- [The problem]: Which lines in the rows below contain the word "parked", matching case? Find every such line and copy it.

- [Supplied data]:

++++++++++++++++++++

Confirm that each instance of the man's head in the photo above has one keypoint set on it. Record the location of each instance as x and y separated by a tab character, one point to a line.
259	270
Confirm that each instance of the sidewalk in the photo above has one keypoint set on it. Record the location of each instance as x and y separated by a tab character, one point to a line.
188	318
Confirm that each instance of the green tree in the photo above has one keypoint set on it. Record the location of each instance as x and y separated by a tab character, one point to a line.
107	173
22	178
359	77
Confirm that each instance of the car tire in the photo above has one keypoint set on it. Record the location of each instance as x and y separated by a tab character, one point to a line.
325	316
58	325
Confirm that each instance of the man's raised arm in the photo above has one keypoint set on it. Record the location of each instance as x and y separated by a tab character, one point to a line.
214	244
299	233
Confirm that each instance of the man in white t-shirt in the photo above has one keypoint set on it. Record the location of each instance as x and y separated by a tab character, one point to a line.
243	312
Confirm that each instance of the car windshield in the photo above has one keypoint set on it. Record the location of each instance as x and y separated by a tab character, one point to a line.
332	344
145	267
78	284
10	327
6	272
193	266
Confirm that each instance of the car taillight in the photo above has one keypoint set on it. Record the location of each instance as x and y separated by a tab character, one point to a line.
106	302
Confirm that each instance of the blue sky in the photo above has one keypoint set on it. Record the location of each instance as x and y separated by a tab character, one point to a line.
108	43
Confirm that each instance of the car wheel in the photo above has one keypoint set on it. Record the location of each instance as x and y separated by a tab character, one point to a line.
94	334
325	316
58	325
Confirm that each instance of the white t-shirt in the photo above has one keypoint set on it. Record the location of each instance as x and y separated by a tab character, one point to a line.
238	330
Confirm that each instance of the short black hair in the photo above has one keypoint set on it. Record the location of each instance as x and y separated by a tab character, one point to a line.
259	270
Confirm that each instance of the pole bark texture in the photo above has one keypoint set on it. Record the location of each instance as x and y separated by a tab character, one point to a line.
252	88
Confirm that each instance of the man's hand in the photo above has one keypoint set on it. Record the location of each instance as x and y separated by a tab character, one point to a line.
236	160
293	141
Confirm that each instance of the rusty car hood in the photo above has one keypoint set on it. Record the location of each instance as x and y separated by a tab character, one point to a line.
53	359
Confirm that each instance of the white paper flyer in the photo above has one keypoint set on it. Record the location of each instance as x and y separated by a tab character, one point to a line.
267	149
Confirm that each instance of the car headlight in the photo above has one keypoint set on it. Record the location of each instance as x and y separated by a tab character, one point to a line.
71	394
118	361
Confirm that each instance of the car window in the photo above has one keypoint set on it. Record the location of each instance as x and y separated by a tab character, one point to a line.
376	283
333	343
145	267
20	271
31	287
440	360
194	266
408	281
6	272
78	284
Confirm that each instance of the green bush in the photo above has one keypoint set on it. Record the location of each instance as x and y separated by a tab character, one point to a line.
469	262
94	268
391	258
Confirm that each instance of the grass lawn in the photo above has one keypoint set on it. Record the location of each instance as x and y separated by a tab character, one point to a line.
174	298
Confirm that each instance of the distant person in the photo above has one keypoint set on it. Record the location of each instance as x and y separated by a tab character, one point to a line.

++++++++++++++++++++

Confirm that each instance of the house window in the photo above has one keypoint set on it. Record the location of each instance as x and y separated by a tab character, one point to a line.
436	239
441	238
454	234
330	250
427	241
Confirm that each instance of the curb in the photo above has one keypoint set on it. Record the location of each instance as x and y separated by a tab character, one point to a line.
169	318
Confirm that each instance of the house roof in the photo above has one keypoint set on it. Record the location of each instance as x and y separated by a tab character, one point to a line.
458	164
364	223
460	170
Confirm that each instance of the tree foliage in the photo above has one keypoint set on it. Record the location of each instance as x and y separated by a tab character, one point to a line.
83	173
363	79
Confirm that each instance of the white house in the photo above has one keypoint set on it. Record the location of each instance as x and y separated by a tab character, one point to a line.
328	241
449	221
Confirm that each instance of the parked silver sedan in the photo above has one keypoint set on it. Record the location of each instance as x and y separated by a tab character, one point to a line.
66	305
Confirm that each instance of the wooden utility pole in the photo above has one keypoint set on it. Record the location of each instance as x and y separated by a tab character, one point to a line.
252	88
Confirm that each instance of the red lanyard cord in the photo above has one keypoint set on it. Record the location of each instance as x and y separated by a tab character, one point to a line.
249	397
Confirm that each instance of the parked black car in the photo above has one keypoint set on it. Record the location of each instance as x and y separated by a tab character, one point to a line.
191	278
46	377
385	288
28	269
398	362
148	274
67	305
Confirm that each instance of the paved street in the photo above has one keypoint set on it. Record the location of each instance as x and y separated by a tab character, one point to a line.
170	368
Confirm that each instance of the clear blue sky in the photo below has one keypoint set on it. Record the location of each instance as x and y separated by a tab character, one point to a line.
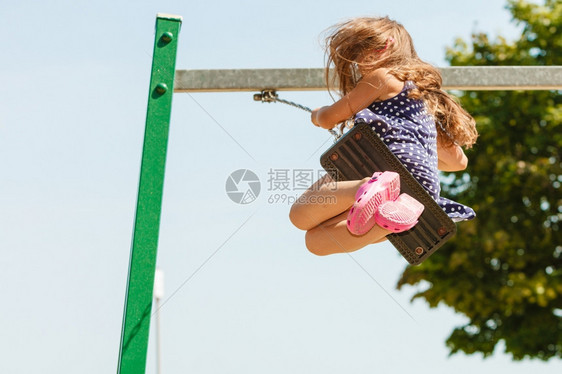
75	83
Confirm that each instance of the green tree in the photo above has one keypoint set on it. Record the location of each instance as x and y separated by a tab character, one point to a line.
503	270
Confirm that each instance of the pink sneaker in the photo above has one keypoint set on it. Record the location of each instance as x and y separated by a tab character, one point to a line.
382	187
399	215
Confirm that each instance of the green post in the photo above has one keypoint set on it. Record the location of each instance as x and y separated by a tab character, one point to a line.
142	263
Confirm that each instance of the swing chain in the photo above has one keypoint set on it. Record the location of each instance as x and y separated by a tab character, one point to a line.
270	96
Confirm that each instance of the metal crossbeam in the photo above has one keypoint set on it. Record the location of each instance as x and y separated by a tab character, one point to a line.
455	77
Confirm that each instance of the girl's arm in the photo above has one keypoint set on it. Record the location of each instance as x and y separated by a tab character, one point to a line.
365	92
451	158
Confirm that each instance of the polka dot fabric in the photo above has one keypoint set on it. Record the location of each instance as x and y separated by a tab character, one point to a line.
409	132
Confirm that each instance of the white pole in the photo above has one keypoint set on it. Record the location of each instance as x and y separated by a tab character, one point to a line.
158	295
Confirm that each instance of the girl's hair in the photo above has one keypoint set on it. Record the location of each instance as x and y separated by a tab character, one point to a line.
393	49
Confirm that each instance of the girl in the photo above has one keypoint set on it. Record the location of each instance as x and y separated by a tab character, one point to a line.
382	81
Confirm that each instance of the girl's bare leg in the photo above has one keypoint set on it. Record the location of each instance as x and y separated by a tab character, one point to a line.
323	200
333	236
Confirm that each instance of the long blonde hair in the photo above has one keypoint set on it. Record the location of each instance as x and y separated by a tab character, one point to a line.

++++++++++++++++++++

- [Completed exercise]:
Confirm that each instance of the parked silver sedan in the photo above has one keypoint set on it. Record the location of each instance as x and y separated by a tab character, one point to a line.
Confirm that each instance of the parked black car in the photo above has one keypoint set on it. Record the location of each instance as x and y separated by a tab character, one point to a line.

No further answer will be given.